# TASK LIST
[1] According to the quarantine diary entry, how many days ago did the writer's town order residents to shelter in place?
[2] Set down word for word everything in the quarantine diary entry from "I can’t believe it" down to "thus utterly boring.".

Quarantine Diaries Day 233: A Long Time Coming

I can’t believe it lasted this long. Not the pandemic in general, I’m not talking about that. I’m not talking about the public health restrictions. I feel every one of the 233 days since my town ordered us to shelter-in-place. What I can’t believe is that it took me this long to work up enough feeling about masks to take to my blog with a petty politicized invective. Is this even a COVID diary if I don’t defend my masking choices by slamming someone else’s? I mask up in accordance with local mandate, which means I wear one in public indoor spaces and outside when I can’t maintain six feet of distance between myself and others. I haven’t written about this because it is eminently reasonable and thus utterly boring.

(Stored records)
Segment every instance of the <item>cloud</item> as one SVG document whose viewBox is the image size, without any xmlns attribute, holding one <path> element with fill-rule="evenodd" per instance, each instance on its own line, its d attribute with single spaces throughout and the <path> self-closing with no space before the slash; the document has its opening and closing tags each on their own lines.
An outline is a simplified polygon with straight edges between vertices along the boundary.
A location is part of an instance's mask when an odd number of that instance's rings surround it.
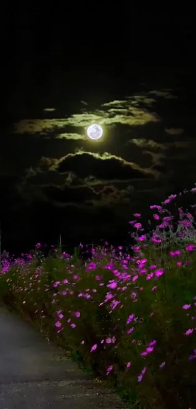
<svg viewBox="0 0 196 409">
<path fill-rule="evenodd" d="M 176 95 L 173 95 L 171 94 L 171 91 L 173 91 L 170 89 L 165 90 L 155 90 L 154 91 L 151 91 L 149 93 L 149 95 L 156 95 L 157 97 L 162 97 L 165 98 L 165 99 L 176 99 L 178 97 Z"/>
<path fill-rule="evenodd" d="M 139 126 L 148 122 L 156 122 L 160 118 L 154 113 L 152 113 L 145 109 L 145 105 L 151 104 L 153 98 L 146 98 L 146 96 L 139 96 L 135 97 L 127 97 L 122 100 L 111 101 L 103 104 L 101 109 L 96 110 L 93 112 L 83 112 L 75 114 L 67 118 L 35 118 L 34 119 L 23 119 L 15 124 L 16 134 L 36 134 L 55 132 L 57 135 L 60 132 L 63 137 L 77 138 L 77 133 L 68 132 L 62 133 L 63 129 L 66 128 L 82 128 L 81 135 L 86 133 L 86 128 L 91 123 L 98 123 L 104 126 L 114 124 Z M 143 103 L 143 106 L 141 105 Z M 45 108 L 44 111 L 51 111 L 54 108 Z M 77 138 L 79 138 L 79 136 Z M 83 137 L 81 137 L 83 138 Z"/>
<path fill-rule="evenodd" d="M 46 112 L 53 112 L 54 111 L 56 111 L 56 109 L 55 108 L 45 108 L 43 111 Z"/>
<path fill-rule="evenodd" d="M 100 154 L 79 152 L 69 154 L 59 161 L 60 173 L 72 171 L 82 177 L 92 175 L 101 179 L 155 178 L 156 173 L 107 152 Z"/>
<path fill-rule="evenodd" d="M 165 128 L 165 132 L 170 134 L 170 135 L 180 135 L 184 132 L 184 130 L 181 128 Z"/>
</svg>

# PER-TASK ANSWERS
[1] 233 days ago.

[2]
I can’t believe it lasted this long. Not the pandemic in general, I’m not talking about that. I’m not talking about the public health restrictions. I feel every one of the 233 days since my town ordered us to shelter-in-place. What I can’t believe is that it took me this long to work up enough feeling about masks to take to my blog with a petty politicized invective. Is this even a COVID diary if I don’t defend my masking choices by slamming someone else’s? I mask up in accordance with local mandate, which means I wear one in public indoor spaces and outside when I can’t maintain six feet of distance between myself and others. I haven’t written about this because it is eminently reasonable and thus utterly boring.